WHAT THE EXERCISE ASKS -
Word for word, retype the lines from the one containing "The endpoint marks every instance of the blonde hair" to the last line of the data below, both ends included.

Data extracted from a collection:
◇ ◇ ◇

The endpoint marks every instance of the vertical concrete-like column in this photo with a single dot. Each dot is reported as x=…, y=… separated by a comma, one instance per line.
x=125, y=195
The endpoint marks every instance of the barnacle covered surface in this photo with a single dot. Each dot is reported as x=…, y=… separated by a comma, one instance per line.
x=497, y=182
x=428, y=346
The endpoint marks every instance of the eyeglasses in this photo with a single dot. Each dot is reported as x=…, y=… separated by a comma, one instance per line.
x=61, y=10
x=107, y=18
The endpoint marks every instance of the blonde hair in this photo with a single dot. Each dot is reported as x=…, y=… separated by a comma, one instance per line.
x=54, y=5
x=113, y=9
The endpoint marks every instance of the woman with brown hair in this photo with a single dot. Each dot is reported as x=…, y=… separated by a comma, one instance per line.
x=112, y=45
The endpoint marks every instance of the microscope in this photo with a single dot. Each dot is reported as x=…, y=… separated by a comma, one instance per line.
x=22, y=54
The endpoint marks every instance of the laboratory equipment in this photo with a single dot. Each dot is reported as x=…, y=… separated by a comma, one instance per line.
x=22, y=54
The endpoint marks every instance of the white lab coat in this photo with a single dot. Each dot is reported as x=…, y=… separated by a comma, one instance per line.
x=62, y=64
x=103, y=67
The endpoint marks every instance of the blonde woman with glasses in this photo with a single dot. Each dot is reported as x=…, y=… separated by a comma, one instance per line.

◇ ◇ ◇

ANSWER BOX -
The endpoint marks every instance of the blonde hair in this photo with a single dot. Each dot is reported as x=…, y=… separated by a comma, one instance per line.
x=54, y=5
x=113, y=9
The endpoint marks every instance of the woman with brown hair in this photo with a single dot. Each dot is reported as x=…, y=… separated by a comma, one instance per line.
x=112, y=45
The endpoint marks every instance of the microscope in this photo with a single dot. Each dot is reported as x=…, y=… separated by a comma, one instance per line.
x=22, y=54
The endpoint marks every instance of the laboratory equipment in this photo with a single dot. Each dot is reported as x=…, y=… separated by a comma, one instance per line.
x=22, y=54
The endpoint marks every instance of the white lab coat in this photo with a single dot. Each dot is reported as x=…, y=… separated by a comma, one instance per line.
x=62, y=64
x=103, y=67
The endpoint marks every instance of the blonde woman with glasses in this photo with a single dot. Each dot is reported as x=…, y=… separated by a comma, one instance per line.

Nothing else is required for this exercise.